Problem to work on: Determine how many lines of the listing below hold the string "concrete", then state that number alone.

Records START

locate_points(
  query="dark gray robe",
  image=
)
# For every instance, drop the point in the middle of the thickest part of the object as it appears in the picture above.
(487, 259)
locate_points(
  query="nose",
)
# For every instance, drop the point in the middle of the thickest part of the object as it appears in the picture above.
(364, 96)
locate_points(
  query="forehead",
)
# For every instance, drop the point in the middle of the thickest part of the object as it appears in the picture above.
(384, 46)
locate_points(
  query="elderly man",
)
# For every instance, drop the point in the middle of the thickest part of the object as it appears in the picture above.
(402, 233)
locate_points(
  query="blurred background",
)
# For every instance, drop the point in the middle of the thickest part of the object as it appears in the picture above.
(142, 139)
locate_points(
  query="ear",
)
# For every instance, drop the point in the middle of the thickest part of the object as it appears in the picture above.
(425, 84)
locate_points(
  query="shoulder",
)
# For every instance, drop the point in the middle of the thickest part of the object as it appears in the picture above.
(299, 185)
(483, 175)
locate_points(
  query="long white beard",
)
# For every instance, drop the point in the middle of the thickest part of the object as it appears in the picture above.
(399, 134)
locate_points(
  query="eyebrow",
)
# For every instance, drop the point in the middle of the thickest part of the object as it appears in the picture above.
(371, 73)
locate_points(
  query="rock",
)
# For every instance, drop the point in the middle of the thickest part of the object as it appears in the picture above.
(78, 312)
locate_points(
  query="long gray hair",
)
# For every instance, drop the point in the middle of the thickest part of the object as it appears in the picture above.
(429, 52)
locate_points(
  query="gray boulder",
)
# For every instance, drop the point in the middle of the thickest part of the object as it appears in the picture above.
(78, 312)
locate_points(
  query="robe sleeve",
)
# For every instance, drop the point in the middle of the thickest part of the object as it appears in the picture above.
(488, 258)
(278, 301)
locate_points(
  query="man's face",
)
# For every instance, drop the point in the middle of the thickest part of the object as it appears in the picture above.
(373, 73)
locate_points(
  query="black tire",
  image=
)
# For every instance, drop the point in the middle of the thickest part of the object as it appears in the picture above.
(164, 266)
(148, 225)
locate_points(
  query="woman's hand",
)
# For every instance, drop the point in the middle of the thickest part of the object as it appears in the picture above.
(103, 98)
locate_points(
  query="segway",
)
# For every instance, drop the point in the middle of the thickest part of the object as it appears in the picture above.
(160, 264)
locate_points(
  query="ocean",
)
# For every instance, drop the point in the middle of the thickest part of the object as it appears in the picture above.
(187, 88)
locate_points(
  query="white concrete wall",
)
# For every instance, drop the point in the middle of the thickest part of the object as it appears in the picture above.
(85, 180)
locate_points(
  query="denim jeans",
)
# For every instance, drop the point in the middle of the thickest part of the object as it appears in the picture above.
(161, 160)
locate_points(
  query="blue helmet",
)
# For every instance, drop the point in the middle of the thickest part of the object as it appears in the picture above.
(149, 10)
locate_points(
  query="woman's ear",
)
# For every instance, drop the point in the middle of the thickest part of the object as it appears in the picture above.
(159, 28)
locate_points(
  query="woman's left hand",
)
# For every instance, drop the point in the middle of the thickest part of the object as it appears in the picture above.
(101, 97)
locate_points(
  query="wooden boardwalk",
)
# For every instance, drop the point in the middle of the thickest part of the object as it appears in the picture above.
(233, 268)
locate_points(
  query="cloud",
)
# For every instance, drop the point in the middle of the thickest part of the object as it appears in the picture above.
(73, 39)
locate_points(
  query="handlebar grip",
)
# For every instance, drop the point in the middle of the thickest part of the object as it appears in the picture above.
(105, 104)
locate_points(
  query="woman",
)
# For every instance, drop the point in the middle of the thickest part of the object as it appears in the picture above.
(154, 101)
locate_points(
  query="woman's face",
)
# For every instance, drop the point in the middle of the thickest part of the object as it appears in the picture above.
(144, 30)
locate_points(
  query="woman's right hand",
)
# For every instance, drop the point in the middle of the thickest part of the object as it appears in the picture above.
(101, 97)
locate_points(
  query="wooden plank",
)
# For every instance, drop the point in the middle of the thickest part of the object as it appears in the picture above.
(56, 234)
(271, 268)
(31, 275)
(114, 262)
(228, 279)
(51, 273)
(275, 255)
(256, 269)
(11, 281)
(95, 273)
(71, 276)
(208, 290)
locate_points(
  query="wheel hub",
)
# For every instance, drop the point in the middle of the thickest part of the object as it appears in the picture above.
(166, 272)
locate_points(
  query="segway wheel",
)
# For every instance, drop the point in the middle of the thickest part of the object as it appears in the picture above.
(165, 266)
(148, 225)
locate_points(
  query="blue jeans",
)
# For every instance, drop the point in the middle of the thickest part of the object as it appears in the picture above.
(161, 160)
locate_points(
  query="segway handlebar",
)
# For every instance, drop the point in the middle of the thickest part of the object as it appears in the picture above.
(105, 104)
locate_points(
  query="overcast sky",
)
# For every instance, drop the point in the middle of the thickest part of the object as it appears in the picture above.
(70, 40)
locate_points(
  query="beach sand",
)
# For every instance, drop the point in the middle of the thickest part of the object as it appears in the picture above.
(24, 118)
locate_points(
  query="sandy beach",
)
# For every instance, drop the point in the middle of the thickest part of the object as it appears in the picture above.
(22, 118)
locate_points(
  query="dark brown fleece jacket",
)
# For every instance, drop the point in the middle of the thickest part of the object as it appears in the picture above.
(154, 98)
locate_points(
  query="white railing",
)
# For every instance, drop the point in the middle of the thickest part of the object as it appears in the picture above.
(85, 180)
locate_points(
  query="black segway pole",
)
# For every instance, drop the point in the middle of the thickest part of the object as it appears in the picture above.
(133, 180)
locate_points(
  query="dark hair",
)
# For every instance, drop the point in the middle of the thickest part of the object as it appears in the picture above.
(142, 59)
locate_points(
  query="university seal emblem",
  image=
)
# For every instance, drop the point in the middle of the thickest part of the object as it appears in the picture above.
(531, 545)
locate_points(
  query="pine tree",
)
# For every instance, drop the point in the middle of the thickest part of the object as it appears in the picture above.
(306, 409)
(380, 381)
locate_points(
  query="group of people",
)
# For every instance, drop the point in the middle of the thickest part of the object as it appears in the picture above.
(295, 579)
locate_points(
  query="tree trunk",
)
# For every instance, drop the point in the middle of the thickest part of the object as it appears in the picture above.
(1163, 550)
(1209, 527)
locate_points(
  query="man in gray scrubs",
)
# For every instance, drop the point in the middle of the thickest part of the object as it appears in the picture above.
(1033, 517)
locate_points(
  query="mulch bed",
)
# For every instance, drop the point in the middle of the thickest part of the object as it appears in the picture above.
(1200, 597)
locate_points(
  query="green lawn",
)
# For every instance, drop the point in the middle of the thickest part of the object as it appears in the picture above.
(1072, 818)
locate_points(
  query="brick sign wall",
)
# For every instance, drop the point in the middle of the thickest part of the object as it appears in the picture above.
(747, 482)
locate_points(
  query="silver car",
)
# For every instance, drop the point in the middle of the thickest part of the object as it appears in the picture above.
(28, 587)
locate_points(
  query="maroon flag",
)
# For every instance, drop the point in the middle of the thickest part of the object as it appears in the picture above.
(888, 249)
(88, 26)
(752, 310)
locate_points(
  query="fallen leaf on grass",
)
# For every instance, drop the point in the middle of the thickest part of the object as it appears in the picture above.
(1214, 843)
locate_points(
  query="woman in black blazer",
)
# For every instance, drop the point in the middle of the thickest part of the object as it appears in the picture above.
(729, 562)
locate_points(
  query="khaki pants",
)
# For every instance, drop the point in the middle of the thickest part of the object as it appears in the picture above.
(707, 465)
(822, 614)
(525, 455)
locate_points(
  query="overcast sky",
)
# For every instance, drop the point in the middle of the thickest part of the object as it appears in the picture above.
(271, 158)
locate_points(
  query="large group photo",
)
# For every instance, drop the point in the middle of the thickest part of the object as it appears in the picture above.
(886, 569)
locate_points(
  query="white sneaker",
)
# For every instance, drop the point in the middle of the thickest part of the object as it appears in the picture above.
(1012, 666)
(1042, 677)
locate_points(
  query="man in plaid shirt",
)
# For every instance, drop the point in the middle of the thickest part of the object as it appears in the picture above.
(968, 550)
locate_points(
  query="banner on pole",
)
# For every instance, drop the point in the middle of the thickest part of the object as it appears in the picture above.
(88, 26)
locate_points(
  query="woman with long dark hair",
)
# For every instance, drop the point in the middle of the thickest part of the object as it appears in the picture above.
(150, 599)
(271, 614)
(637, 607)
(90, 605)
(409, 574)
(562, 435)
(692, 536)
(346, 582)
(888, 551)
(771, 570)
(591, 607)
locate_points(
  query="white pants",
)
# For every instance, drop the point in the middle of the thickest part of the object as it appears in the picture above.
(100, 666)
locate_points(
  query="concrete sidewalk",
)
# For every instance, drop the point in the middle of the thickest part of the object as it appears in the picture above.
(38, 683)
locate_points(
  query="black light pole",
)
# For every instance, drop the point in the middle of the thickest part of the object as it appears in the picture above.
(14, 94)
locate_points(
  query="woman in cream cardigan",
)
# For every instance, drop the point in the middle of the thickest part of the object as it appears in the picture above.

Records END

Answer area: 2